Sementara dalam lontar Samudra Stawa disebutkan bahwa lautan adalah naga raja. Demikian pula dalam Ananta Bhoga Stawa, dimana beliau dikatakan memikul alam kita ini. Sang Hyang Ananta Bhoga yang tidak lain adalah lapisan kulit bumi, merupakan tempat terdapatnya bhoga (sandang, pangan, papan) yang tidak habis-habisnya. Dalam mitologi yang ada di masyarakat, dikenal pula bahwa Bedawang Nala dililit oleh naga, dan apabila Bedawang Nala ini sampai bergerak dan naga yang melilitnya terlena, maka terjadilah gempa.

Dalam lontar Siwagama, Sang Hyang Trimurti, dalam usaha beliau membantu manusia, agar tanah, air, dan udara ini memberi kesejahteraan, maka Bhatara Brahma masuk ke bumi menjadi Ananta Bhoga, Bhatara Wisnu terjun ke air menjadi Naga Basuki, dan Bhatara Siwa terbang ke udara menjadi Naga Taksaka. Sebab itulah Naga Taksaka selalu dilukiskan memakai sayap. Naga Basuki, dalam Basuki Stawa dilukiskan bahwa ekornya berada di puncaak gunung dan kepalanya di laut, yang merupakan simbol bahwa gunung adalah waduk penyimpanan air yang kemudian menjadi sungai dan akhirnya bermuara di laut.

++++++

DAFTAR TUGAS:
1/ Tentukan apakah setiap pernyataan berikut sesuai dengan teks tentang naga dalam lontar. Jawab ya atau tidak, lalu kutip persis kata-kata teks yang menentukan jawaban itu.
(a) Menurut lontar Siwagama, Bhatara Wisnu menjadi Naga Basuki.
(b) Naga Taksaka digambarkan tanpa sayap.
(c) Dalam Basuki Stawa, kepala Naga Basuki berada di puncak gunung.
2/ Salin kata demi kata seluruh bagian teks tentang naga dalam lontar, mulai dari "Dalam lontar Siwagama, Sang" terus sampai ke "bermuara di laut.".
3/ Lanjutkan teks tentang naga dalam lontar, mulai setelah kalimat terakhirnya.

++++++

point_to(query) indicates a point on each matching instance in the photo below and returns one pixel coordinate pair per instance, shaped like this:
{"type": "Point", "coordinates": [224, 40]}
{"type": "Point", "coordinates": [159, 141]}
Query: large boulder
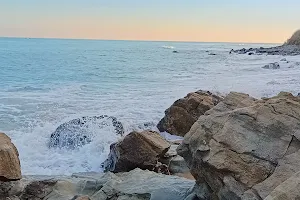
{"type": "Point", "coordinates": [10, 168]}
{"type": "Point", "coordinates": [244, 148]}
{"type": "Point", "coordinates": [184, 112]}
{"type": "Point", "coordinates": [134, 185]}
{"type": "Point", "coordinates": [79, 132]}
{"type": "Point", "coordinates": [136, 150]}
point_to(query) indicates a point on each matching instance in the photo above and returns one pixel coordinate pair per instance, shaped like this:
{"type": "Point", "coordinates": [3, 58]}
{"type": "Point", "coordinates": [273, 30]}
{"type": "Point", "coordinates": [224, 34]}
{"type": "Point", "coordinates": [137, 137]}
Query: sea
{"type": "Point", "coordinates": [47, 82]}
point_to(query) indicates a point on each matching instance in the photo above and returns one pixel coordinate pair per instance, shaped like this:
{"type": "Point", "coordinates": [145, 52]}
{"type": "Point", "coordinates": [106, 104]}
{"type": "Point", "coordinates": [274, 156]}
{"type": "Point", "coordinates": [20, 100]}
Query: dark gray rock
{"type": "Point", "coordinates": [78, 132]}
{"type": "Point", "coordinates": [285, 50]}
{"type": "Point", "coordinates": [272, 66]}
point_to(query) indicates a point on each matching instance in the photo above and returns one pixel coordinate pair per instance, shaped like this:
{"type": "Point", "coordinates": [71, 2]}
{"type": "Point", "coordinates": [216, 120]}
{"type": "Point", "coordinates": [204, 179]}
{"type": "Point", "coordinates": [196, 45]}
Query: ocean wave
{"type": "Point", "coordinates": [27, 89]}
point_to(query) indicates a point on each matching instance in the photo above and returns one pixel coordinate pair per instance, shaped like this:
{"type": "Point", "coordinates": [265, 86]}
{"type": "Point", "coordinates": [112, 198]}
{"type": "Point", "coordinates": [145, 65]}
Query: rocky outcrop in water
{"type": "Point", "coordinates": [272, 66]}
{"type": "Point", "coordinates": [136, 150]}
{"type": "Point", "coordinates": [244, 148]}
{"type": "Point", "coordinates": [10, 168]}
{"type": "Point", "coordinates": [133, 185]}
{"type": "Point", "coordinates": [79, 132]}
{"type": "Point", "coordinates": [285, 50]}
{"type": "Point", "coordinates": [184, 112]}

++++++

HASIL BERURUTAN:
1/
(a) Ya: "Bhatara Wisnu terjun ke air menjadi Naga Basuki"
(b) Tidak: "Sebab itulah Naga Taksaka selalu dilukiskan memakai sayap."
(c) Tidak: "ekornya berada di puncaak gunung dan kepalanya di laut"

2/
Dalam lontar Siwagama, Sang Hyang Trimurti, dalam usaha beliau membantu manusia, agar tanah, air, dan udara ini memberi kesejahteraan, maka Bhatara Brahma masuk ke bumi menjadi Ananta Bhoga, Bhatara Wisnu terjun ke air menjadi Naga Basuki, dan Bhatara Siwa terbang ke udara menjadi Naga Taksaka. Sebab itulah Naga Taksaka selalu dilukiskan memakai sayap. Naga Basuki, dalam Basuki Stawa dilukiskan bahwa ekornya berada di puncaak gunung dan kepalanya di laut, yang merupakan simbol bahwa gunung adalah waduk penyimpanan air yang kemudian menjadi sungai dan akhirnya bermuara di laut.

3/
Itulah mitologi dari penjor Galungan yang dihias sedemikian rupa, merupakan simbol naga. Sanggah yang ditempatkan pada bambu penjor memakai pelepah kelapa adalah simbol leher dan kepala Naga Taksaka. Gembrong yang dibuat dari janur atau ambu menggambarkan rambut naga. Sampian penjor dengan porosannya, yang berbentuk melengkung, adalah ekor Naga Basuki (simbol gunung). Sementara hiasan penjor yang terdiri dari gantung-gantungan padi, ketela, jagung, kain, dan sebagainya, adalah simbol bulu Naga Ananta Bhoga sebagai tempat tumbuhnya sandang dan pangan.

Fungsi penjor ini adalah sebagai ucapan terima kasih ke hadapan Ida Sang Hyang Widhi Wasa yang telah mengutus Sang Hyang Tri Murrti untuk menolong umat manusia dari kelaparan dan bencana. Penjor upacara dengan tanda-tanda lengkap seperti di atas tidak boleh digunakan kecuali untuk upacara. Sedangkan pepenjoran (penjor hiasan) hendaknya jangan memakai gantung-gantungan hasil bumi, sanggah, dan sampian penjor yang berisi porosan.

Ratu Gede Barong Landung

Jro Gde:

Delod Tunduh Abian SemaL

Mula kunyit di sempidi

Mapunduh paturu lengar

Mara ngajengit tusing magigi

Jro Luh:

Ngempug kuud caratan diwang

Ngempug kuud caratan diwang

Meli bulih tuah ji talen

Beli suud nyaratang tiang

Beli suud nyaratang tiang

Kemu alih suba elenan

Penggalan gending bebarongan tersebut biasa dinyanyikan oleh dua pemundut Barong Landung saat ngelawang berkeliling desa. Umat menurunkan sasuhunan berupa Barong Landung tersebut dari pura untuk menari di sepanjang jalan desa dengan harapan tarian itu akan menimbulkan energi gaib, semacam tenaga baru, seperti yang dilakukan Dewa Siwa dengan tarian tandawa-nya untuk mengembalikan roh kehidupan yang diambil oleh para bebutan.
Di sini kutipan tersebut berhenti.